Work to do
Reproduce the lines below from the one that contains "[spot] the large log, one" through the end, inclusive, and add nothing.

Coordinate annotation entries
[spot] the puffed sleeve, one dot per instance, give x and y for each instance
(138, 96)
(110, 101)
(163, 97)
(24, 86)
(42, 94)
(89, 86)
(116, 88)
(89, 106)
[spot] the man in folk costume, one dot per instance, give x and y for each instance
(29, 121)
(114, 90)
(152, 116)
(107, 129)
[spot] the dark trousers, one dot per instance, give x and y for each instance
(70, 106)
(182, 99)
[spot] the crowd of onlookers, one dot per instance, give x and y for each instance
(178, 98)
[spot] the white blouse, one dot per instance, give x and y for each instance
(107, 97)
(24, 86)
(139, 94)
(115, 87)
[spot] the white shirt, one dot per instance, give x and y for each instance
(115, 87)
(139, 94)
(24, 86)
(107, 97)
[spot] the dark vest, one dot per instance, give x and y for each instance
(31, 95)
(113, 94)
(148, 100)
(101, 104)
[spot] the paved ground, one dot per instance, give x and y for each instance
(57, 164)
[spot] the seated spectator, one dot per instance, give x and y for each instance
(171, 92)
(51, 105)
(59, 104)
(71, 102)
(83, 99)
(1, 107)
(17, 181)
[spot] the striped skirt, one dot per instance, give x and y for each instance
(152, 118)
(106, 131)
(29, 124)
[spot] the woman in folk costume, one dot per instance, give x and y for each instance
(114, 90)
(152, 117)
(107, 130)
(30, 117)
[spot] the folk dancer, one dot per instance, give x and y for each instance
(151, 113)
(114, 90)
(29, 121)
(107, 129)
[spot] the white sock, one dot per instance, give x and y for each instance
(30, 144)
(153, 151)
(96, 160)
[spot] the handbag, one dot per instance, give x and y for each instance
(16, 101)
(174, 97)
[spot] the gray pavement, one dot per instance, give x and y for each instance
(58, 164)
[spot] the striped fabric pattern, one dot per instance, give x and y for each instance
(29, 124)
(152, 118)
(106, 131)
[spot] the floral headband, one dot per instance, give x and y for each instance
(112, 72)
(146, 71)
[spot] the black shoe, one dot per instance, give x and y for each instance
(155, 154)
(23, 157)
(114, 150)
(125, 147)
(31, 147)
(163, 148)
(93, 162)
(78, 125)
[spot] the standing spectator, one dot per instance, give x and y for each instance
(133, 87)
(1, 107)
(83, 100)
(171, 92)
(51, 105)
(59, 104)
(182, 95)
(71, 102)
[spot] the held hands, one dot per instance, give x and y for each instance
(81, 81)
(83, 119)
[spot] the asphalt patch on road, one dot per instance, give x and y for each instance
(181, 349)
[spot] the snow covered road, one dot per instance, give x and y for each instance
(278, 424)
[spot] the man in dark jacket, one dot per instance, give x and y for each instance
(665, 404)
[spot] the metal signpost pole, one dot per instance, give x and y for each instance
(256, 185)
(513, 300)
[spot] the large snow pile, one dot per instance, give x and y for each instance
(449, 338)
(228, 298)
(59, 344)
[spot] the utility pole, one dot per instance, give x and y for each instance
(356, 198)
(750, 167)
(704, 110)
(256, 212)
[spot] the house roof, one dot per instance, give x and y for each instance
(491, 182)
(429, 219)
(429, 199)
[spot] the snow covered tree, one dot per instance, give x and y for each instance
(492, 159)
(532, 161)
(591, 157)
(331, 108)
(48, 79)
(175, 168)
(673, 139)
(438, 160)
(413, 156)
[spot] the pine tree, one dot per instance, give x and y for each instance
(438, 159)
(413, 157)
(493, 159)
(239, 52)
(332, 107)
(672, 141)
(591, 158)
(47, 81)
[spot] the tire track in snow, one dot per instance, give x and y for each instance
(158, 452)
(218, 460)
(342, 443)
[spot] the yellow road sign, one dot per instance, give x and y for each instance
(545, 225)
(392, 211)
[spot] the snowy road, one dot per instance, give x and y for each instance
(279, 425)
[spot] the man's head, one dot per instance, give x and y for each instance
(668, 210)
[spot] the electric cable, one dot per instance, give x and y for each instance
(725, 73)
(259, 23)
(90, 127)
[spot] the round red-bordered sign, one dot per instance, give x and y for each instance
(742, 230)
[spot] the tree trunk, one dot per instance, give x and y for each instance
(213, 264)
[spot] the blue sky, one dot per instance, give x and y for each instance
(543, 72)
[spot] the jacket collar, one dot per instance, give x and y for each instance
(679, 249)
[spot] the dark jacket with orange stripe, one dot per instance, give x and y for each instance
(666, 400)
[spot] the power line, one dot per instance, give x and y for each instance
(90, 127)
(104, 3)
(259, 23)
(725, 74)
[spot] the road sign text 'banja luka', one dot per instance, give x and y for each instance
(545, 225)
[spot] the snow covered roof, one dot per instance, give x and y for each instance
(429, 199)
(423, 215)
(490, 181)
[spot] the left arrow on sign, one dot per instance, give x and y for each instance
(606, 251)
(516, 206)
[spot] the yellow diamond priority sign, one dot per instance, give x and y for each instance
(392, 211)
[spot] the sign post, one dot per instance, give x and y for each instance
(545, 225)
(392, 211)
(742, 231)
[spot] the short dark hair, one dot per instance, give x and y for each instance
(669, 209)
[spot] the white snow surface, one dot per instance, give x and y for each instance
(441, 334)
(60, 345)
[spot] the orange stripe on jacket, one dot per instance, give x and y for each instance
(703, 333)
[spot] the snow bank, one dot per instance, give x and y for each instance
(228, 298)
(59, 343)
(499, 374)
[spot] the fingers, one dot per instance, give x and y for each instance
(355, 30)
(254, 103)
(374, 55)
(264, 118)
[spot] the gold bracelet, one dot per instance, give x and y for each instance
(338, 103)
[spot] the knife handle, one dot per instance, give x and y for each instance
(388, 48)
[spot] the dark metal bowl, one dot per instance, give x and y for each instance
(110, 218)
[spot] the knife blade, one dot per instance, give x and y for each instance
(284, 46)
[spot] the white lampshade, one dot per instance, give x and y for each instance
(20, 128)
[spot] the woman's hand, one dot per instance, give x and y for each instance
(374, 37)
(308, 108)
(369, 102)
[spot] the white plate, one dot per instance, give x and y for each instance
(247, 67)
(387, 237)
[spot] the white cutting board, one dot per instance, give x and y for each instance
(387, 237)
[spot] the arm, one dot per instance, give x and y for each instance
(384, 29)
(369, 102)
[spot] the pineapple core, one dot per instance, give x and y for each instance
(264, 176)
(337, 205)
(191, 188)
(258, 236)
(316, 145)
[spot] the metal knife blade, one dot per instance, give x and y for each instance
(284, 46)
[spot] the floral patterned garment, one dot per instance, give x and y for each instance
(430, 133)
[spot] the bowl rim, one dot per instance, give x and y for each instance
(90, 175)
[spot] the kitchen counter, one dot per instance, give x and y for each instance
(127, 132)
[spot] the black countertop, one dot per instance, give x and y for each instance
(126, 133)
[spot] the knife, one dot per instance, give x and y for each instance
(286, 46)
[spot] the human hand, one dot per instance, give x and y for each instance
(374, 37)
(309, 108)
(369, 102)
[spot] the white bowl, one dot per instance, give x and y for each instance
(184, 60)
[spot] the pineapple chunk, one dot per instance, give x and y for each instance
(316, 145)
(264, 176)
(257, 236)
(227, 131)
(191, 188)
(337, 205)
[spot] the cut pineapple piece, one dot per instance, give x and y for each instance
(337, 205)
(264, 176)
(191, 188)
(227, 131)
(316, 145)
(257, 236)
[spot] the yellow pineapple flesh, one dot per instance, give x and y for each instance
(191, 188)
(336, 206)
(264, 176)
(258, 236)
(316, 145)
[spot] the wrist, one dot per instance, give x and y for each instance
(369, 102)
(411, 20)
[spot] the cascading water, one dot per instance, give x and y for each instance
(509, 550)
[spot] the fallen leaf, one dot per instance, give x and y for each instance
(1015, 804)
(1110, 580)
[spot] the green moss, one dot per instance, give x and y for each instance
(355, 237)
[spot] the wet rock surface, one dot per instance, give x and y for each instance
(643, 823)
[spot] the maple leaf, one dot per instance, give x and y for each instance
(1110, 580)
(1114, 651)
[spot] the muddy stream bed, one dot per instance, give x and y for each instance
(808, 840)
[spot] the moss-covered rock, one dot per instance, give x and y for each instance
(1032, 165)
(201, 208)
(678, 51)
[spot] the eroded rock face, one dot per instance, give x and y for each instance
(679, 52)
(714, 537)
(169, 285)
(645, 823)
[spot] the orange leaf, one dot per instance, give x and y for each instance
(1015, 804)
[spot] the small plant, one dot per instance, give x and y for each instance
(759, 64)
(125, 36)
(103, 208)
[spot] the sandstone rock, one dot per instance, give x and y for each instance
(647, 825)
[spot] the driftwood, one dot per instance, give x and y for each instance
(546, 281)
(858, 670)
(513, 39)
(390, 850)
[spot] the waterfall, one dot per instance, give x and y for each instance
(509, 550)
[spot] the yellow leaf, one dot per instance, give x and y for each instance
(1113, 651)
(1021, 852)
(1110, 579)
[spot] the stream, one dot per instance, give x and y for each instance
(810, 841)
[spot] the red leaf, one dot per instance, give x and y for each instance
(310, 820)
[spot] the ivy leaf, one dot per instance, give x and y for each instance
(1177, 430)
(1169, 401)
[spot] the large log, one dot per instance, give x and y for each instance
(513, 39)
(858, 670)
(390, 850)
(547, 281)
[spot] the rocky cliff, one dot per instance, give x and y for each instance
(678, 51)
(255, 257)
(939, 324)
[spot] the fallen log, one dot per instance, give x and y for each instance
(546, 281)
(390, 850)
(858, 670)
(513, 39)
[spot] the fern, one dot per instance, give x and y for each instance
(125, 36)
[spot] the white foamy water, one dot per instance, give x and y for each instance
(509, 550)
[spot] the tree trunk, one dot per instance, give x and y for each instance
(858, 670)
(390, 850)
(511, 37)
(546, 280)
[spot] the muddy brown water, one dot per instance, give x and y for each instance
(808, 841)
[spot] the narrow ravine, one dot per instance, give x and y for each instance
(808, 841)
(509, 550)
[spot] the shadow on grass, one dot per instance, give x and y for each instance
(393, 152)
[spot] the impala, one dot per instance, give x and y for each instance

Solved exercise
[spot] the large log, one dot per instance, give x and y for each instance
(513, 39)
(858, 670)
(390, 850)
(547, 281)
[spot] the rocky cliff, one dot per instance, give x and y for each instance
(678, 51)
(255, 257)
(939, 324)
[spot] the fallen log, one dot per instance, give x and y for each instance
(546, 281)
(390, 850)
(858, 670)
(513, 39)
[spot] the fern, one dot per instance, give x and y for each instance
(125, 36)
[spot] the white foamy water, one dot per instance, give x and y for each instance
(509, 550)
[spot] the tree trunk, one dot per instance, give x and y for each instance
(858, 670)
(390, 850)
(511, 37)
(546, 280)
[spot] the muddy brown water, one dot per instance, give x and y for each instance
(808, 841)
[spot] the narrow ravine, one dot per instance, give x and y for each instance
(808, 841)
(509, 550)
[spot] the shadow on grass, one dot per instance, give x and y for each instance
(393, 152)
[spot] the impala, one dot per instance, give x and y for each instance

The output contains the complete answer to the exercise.